» **WRITTEN EXERCISE 1**: In the interview with filmmaker Bernardo Ruiz, where does he say he grew up?
» **WRITTEN EXERCISE 2**: Reproduce word for word everything from "As a Latino" down to "with Latino causes." in the interview with filmmaker Bernardo Ruiz.

Filmmaker Bernardo Ruiz
Writer/filmmaker Bernardo Ruiz works on both sides of the narrative-documentary border. He was the co-producer of the award-winning The Sixth Section, which aired nationally PBS’s P.O.V. series. Ruiz also produced Migrations, a web-based documentary project for P.O.V.'s Borders series. Here, Bernando Ruiz talks about his new film, Roberto Clemente.
What interested you about Clemente’s story?
Major league baseball and ESPN, and the commercial networks have all talked about Roberto Clemente’s baseball triumphs, and they’ve done a really good job. I think fans are familiar with his baseball triumphs. But I was interested in looking at Clemente’s interior life, his cultural impact and his significance to a wider audience.
He’s a person who’s able to inhabit multiple cultural spaces and be at peace with that. There’s a moment in the film where this professor Rob Ruck from Pittsburgh explains that Roberto Clemente was the first athlete to transcend not only race and culture, but nation. That he was really in some ways the first transnational athlete. So he was someone who was anticipating or predating a move in baseball, which was the internationalization of the game. And if you take it a step further, it’s not just baseball, but it’s really part of a larger trend. It’s a global economy, we’re all deeply connected — but yet at the same time, we struggle with that.
The final thing is that Clemente was a bona fide humanitarian. Clemente was an activist in the true sense of the word. He functioned in an era before press handlers, before publicists. He was very much an independent person, and he used his growing clout and celebrity in the world of baseball, and in Latin America and in the Caribbean, to further causes that he deeply, deeply believed in. And in fact he gave his life for one of these causes. I wanted to get at the heart of who this man was and how he impacted the times that he lived in.
As a Latino filmmaker, did you draw from personal experience to make this film?
I was born in Mexico and I came into this country when I was about five or six. I grew up in Brooklyn, New York in the 80’s, in a very mixed environment. So I strongly identify with Latino causes.
I think in some ways my role in this film is to be a translator of culture. To be in Puerto Rico, to conduct interviews with people who were near and dear to Roberto, and then to take those interviews and translate them in a way that has relevance to a larger American audience.

» **DATA LISTING**:
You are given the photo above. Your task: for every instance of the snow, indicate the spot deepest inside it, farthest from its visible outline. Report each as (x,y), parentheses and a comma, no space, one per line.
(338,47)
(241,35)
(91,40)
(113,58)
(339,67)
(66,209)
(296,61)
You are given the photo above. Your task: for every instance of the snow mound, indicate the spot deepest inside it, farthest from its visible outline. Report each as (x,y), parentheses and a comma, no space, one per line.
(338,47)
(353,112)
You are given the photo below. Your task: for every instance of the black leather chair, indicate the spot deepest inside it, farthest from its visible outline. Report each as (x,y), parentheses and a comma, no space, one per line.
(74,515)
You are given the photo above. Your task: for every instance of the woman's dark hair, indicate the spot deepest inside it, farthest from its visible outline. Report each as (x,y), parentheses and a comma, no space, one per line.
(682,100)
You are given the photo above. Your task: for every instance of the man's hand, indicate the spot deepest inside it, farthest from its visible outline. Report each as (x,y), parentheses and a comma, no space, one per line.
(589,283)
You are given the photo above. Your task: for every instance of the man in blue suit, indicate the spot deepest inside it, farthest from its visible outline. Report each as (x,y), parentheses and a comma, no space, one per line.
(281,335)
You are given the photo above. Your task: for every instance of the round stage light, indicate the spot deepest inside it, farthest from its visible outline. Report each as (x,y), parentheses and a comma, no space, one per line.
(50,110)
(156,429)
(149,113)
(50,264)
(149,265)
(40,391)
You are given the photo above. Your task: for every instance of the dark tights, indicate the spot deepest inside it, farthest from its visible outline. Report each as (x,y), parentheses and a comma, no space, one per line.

» **EXERCISE ANSWER 1**: In Brooklyn, New York, in the '80s.

» **EXERCISE ANSWER 2**:
As a Latino filmmaker, did you draw from personal experience to make this film?
I was born in Mexico and I came into this country when I was about five or six. I grew up in Brooklyn, New York in the 80’s, in a very mixed environment. So I strongly identify with Latino causes.